-- Start GIVEN TEXT --
The ten best recipes to make with honey?

So this is Day 100 of the One Hundred Days of Honey. In my last blogpost, I said I felt full; now I actually feel rather empty 😦

But there have been some wonderful things I’ve been filled with over these one hundred days. And for my final post I’m going to try to select the ten best culinary experiences. Click through to see the details, or scroll down for a list of the links to every honey recipe I’ve blogged about.

So, in reverse order, the things I think you should try making with your pot of honey are…

10. Nigella’s honey chocolate cake – despite its rich, dark chocolatey loveliness, you can taste the honey

9. Cranberry pudding with honey sauce – a US recipe which apparently dates from colonial times and is a moist fruity steamed pudding

8. Oaten honeycomb – another steamed pudding, but this time gluten-free thanks to the oats from which it’s made, based on an Irish recipe

7. Carob, orange and honey muffins – a fabulous texture from the carob flour, with orange juice to cut through the richness

6. Honey ice-cream – a recipe which doesn’t require an ice-cream maker and which produces wonderful velvety ice-cream

5. Pears en papillote – a dramatic recipe which produces fragrant exotic honeyed parcels for each diner to unwrap at their plate. Who knew baking paper could bring such magic to dessert.

4. Coventry tartlets – rich traditional tartlets made with cream cheese and honey

3. Bircher muesli – the honeyed breakfast zinging with vitamins and good health.
-- End GIVEN TEXT --
-- Start DATASET EXCERPTS --
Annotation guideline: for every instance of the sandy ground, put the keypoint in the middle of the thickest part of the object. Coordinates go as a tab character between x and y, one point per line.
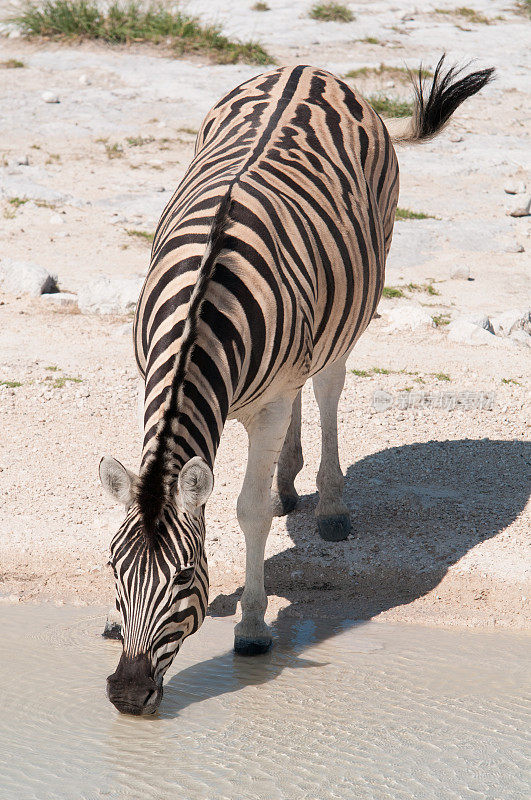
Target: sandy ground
439	495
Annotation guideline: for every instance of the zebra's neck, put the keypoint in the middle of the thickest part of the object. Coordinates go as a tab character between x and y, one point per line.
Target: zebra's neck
194	415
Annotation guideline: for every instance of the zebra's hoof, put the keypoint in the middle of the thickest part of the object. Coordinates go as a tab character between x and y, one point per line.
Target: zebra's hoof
112	630
245	646
283	504
334	528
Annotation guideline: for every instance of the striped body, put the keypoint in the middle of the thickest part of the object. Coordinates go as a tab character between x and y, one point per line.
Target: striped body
314	185
267	265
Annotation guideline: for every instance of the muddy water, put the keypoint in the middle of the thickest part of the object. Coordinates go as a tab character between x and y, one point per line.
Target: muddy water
353	711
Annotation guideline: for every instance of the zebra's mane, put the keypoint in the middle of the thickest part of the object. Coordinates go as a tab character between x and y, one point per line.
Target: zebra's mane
156	479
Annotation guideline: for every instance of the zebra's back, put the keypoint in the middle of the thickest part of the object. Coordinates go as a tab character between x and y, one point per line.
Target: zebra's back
313	179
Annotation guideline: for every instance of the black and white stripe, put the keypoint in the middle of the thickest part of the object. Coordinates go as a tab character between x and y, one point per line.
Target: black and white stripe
267	265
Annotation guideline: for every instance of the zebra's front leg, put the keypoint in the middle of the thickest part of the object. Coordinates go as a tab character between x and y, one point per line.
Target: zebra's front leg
113	624
333	518
284	496
266	432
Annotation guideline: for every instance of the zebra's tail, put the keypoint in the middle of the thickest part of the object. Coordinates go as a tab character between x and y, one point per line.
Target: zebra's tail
432	110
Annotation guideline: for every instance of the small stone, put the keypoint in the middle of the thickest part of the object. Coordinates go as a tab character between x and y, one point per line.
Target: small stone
23	277
514	247
512	320
50	97
461	272
482	322
519	206
125	330
60	298
407	317
465	332
514	187
110	295
521	337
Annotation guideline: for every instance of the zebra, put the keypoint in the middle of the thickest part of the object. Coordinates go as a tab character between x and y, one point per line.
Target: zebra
266	267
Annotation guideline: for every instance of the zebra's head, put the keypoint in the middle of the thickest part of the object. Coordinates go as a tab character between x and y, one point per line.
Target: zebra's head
161	580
-- End DATASET EXCERPTS --
WHAT TO WORK ON:
- a) Repeat a passage from the honey recipe post word for word, starting at the words "The ten best recipes" and stopping after "I’ve blogged about.".
- b) Name every dish the honey recipe post includes in its numbered ranking.
The material has no connection to the honey recipe post.

WRITTEN RESPONSES:
- a)
The ten best recipes to make with honey?

So this is Day 100 of the One Hundred Days of Honey. In my last blogpost, I said I felt full; now I actually feel rather empty 😦

But there have been some wonderful things I’ve been filled with over these one hundred days. And for my final post I’m going to try to select the ten best culinary experiences. Click through to see the details, or scroll down for a list of the links to every honey recipe I’ve blogged about.

- b)
Nigella's honey chocolate cake
Cranberry pudding with honey sauce
Oaten honeycomb
Carob, orange and honey muffins
Honey ice-cream
Pears en papillote
Coventry tartlets
Bircher muesli